● **TRABAJO SOLICITADO**
Cita literalmente el pasaje del texto sobre el botellón que va desde "Mateo, el borrachito" hasta "más que suficiente.", ambos incluidos.

● **FRAGMENTO DEL DOCUMENTO**
▼▼▼

Mateo, el borrachito (7 de junio)

Autor: Adolfo Carreto

 

 

A este tal Mateo si lo conoce usted, y yo, y todos. Este muchacho sí es de verdad de nuestro tiempo, y no solamente porque viviera en el siglo veinte, sino porque anda todavía por nuestras calles, por las calles de las ciudades, por las calles de los pueblos, diariamente, de fiesta en fiesta, de borrachera en borrachera. Es uno de los del botellón, y con eso ya tenemos un retrato más que suficiente.
La juerga del botellón se ha convertido en la religión moderna del fin de semana de una juventud que no sabe caminar si no empina la botella. El vicio del botellón se ha convertido en la algarabía del fin de semana de todos esos muchachos y muchachas que se sienten mayores de edad dándole a la bebida, o a lo que sea, rompiendo vidrieras, dejando las calles nocturnas de las ciudades de una suciedad que no se compagina. La costumbre del botellón
Se ha convertido en el comentario del lunes, en el colegio, en la oficina, en donde sea. Si no hay botellón juvenil y nocturno los fines de semana no hay fin de semana, es decir, no hay juventud enloquecida. Para pasar la noche en vela, bailando o sin bailar, pero gritando mucho, eso sí, es imprescindible la compañía del botellón. Con el botellón en la mano, y en la boca, todo se puede: se puede la desfachatez, se puede la blasfemia, se puede el irrespeto, se pueden decir las cosas que no se dicen si falta el botellón. Así es que el botellín ha pasado a ser la oración nocturna de fin de semana de una buena parte de la juventud que se no se refugia en el botellón es como si no fuera joven.

▲▲▲

● **DATOS REGISTRADOS**
▼▼▼

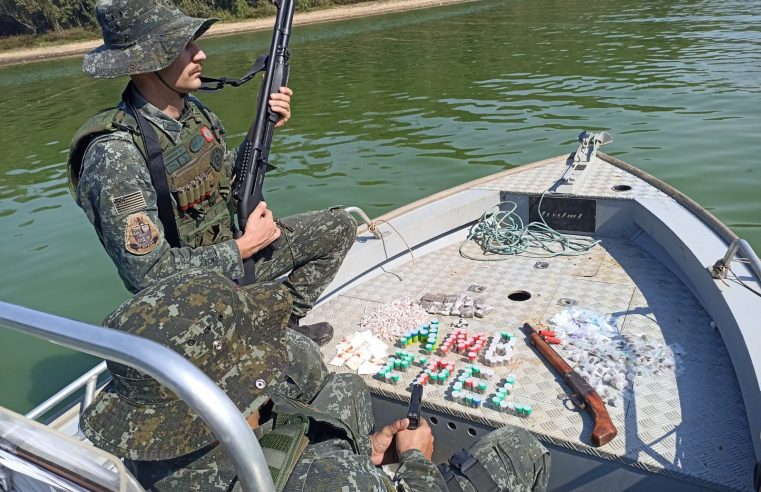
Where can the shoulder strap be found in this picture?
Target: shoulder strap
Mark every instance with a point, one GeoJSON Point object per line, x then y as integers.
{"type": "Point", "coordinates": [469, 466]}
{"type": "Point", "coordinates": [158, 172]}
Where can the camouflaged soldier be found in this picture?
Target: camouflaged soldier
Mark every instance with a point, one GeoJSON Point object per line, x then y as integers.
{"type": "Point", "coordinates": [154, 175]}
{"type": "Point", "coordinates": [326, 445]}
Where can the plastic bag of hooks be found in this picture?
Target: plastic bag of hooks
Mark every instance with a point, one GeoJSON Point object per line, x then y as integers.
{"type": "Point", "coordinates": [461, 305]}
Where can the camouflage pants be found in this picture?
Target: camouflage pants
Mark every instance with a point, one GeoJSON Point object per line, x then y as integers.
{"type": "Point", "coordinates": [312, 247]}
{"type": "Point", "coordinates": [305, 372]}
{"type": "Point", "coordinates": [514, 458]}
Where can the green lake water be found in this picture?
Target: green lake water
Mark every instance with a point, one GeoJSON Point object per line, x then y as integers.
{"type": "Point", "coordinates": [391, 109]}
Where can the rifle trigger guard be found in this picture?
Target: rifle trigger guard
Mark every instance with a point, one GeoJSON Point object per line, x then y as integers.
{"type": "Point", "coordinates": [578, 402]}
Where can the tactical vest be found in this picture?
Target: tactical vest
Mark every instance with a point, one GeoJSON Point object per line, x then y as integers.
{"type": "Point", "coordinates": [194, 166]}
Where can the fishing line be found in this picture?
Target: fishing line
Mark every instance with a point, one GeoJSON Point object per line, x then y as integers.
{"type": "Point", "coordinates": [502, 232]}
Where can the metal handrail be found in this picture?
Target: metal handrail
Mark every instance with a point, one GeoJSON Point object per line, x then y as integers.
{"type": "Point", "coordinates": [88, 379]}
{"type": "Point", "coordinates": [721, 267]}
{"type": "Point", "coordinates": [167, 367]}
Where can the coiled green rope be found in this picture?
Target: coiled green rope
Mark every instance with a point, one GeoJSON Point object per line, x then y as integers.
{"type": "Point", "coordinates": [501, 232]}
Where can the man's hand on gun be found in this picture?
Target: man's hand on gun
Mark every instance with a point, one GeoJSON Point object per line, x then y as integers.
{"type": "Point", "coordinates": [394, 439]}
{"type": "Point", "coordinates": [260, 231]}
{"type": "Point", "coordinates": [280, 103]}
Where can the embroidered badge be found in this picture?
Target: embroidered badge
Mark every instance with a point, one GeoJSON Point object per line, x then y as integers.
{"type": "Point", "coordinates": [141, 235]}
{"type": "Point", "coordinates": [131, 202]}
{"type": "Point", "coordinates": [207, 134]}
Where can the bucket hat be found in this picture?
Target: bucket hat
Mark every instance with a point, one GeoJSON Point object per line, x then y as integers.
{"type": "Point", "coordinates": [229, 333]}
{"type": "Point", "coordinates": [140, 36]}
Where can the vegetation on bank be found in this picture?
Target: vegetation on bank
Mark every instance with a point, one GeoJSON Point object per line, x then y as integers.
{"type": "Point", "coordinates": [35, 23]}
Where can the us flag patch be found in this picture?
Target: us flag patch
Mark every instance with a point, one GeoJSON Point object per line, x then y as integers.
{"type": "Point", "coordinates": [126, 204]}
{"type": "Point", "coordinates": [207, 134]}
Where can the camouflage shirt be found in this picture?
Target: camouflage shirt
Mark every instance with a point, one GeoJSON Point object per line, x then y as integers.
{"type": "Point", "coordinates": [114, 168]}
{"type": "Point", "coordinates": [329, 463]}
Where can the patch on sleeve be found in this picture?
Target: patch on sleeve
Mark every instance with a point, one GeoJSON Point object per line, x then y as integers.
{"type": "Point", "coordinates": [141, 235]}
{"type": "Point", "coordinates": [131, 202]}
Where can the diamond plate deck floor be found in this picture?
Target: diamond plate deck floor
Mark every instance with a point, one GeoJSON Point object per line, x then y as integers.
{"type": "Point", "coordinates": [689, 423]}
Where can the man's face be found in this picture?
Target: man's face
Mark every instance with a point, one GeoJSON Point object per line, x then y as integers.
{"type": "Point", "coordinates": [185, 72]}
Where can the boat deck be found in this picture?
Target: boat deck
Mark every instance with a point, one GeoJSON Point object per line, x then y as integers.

▲▲▲

● **SOLUCIÓN PROPUESTA**
Mateo, el borrachito (7 de junio)

Autor: Adolfo Carreto

 

 

A este tal Mateo si lo conoce usted, y yo, y todos. Este muchacho sí es de verdad de nuestro tiempo, y no solamente porque viviera en el siglo veinte, sino porque anda todavía por nuestras calles, por las calles de las ciudades, por las calles de los pueblos, diariamente, de fiesta en fiesta, de borrachera en borrachera. Es uno de los del botellón, y con eso ya tenemos un retrato más que suficiente.